[Point-based annotation data]
>>>>
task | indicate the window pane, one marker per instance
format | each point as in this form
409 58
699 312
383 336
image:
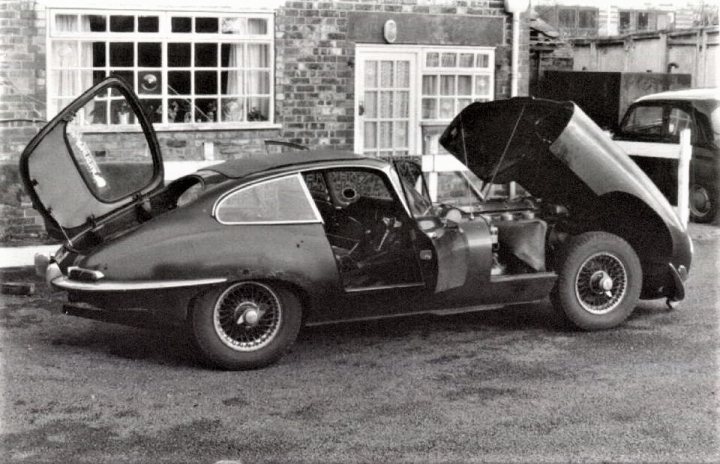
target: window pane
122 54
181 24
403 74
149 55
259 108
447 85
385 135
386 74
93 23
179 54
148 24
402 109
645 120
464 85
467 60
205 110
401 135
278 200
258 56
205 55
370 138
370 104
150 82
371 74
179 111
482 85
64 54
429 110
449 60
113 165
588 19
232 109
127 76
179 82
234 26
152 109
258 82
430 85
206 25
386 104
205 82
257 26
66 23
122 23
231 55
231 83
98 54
<<<<
>>>>
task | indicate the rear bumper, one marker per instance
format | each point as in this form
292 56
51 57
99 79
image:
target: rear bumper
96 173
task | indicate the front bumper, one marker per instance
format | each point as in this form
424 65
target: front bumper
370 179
<<<<
>>>>
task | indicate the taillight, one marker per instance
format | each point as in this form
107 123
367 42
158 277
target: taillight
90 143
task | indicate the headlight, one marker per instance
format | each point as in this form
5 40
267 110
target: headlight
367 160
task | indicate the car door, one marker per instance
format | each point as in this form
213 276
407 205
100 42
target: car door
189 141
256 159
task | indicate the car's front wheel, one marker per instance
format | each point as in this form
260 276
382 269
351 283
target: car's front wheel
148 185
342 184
<<<<
__Brief__:
List each line of the records above that contains the string "bumper". Matching is case-sensitive.

__Problem solution__:
task | indicate the rear bumper, one marker per instance
target: rear bumper
task | indicate the front bumper, one marker per instance
target: front bumper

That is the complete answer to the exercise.